**SOAL SINGKAT A**: Salin persis bagian kutipan tentang Bhisama Warga Pande yang dimulai dari "Bhisama ketiga, berupa" dan berakhir pada "keras yang memabukan)".
**SOAL SINGKAT B**: Menurut kutipan tentang Bhisama Warga Pande, di mana dan kapan kegiatan Dharmawacana diadakan?
**SOAL SINGKAT C**: Berdasarkan kutipan tentang Bhisama Warga Pande, jelaskan mengapa bhisama ketiga meminta Warga Pande menghindari perbuatan Asta Candhala.

**KUTIPAN UNTUK DIBACA**:

__________________________________________________

Skip to main content

Mengetahui Bhisama Warga Pande (bag.2) Ketiga dan Keempat

Informasi (lanjutan) berikut saya turunkan sebagai sebuah bahan pembelajaran agar Semeton Yowana Warga Pande khususnya dan Semeton Warga Pande umumnya dapat mengetahui secara garis besar terkait 6 (enam) Bhisama Warga Pande (dipecah menjadi 3 tulisan) dalam kegiatan Dharmawacana di Museum Seni ‘Keris’ Neka hari Minggu tanggal 15 Agustus 2010. Bagi yang belum mengetahui apa pengertian Bhisama secara umum (dari dua sisi), dapat melihat kembali tulisan (tepatnya, pertanyaan) saya sebelumnya terkait ‘Sejarah Bhisama Warga Pande.

* * *

Bhisama ketiga, berupa bhisama agar Warga Pande mematuhi larangan atau pantangan atau perbuatan yang harus dihindari, yaitu perbuatan Asta Candhala, agar Warga Pande berhasil menjadi pemimpin manusia yang utama.

Adapun yang dimaksud dengan perbuatan Asta Chandala yaitu :

  1. Amahat, ngaran manginum amdya, metu mawero (minum minuman keras yang memabukan)
  2. Amalanathing, ngaran maka balandhang jejuden (menjadi bandar judi)
  3. Anjagal, ngaran amati mati pasa, madwal daging mentah (membunuh binatang dan menjadi penjual daging mentah)
  4. Amande lemah, ngaran akarya payuk pane (membuat periuk dan barang tembikar lain dari tanah)
  5. Anyuledang, ananggap upah nebuk padi (menjadi tukang tumbuk padi)
  6. Anapis, ngaran amangan sesaning wang len (makan makanan sisa orang lain) ; Amurug papali ngaran (jangan melanggar pantangan)

__________________________________________________

Data Sumber:

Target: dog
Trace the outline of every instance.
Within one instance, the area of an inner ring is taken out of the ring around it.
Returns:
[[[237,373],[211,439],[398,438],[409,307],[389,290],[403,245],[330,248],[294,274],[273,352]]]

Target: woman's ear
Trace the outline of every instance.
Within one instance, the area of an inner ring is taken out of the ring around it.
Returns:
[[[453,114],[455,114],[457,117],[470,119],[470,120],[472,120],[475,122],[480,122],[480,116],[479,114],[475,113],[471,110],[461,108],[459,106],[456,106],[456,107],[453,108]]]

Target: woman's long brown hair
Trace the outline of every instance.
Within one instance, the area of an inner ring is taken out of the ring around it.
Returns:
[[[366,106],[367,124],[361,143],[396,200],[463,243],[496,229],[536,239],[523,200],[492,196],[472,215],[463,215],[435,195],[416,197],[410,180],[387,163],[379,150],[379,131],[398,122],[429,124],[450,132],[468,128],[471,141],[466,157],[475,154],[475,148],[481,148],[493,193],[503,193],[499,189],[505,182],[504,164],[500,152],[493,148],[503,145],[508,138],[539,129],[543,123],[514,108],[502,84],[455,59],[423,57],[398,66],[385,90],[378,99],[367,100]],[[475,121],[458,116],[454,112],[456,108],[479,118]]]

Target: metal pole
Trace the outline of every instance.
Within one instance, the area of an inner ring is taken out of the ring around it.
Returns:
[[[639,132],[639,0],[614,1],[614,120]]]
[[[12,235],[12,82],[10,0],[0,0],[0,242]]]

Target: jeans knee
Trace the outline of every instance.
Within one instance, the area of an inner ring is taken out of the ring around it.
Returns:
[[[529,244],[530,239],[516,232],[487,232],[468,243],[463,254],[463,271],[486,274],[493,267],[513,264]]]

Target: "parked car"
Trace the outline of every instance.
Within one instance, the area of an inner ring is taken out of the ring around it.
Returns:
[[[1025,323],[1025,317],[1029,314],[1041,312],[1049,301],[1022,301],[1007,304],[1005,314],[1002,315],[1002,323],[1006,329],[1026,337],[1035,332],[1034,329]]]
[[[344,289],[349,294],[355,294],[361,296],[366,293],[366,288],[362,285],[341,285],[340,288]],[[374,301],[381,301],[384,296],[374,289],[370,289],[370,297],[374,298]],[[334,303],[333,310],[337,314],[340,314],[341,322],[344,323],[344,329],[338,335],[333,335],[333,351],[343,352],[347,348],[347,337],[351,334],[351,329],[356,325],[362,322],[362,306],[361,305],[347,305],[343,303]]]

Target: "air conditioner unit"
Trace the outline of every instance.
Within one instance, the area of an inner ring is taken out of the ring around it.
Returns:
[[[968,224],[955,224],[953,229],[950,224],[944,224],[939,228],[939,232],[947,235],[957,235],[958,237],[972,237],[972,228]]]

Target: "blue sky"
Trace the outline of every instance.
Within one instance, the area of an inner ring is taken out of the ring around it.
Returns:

__________________________________________________

**JAWABAN SOAL A**:
Bhisama ketiga, berupa bhisama agar Warga Pande mematuhi larangan atau pantangan atau perbuatan yang harus dihindari, yaitu perbuatan Asta Candhala, agar Warga Pande berhasil menjadi pemimpin manusia yang utama.

Adapun yang dimaksud dengan perbuatan Asta Chandala yaitu :

  1. Amahat, ngaran manginum amdya, metu mawero (minum minuman keras yang memabukan)

**JAWABAN SOAL B**: Di Museum Seni 'Keris' Neka pada hari Minggu, 15 Agustus 2010.

**JAWABAN SOAL C**: Bhisama ketiga meminta Warga Pande mematuhi larangan dan menghindari perbuatan Asta Candhala agar mereka berhasil menjadi pemimpin manusia yang utama.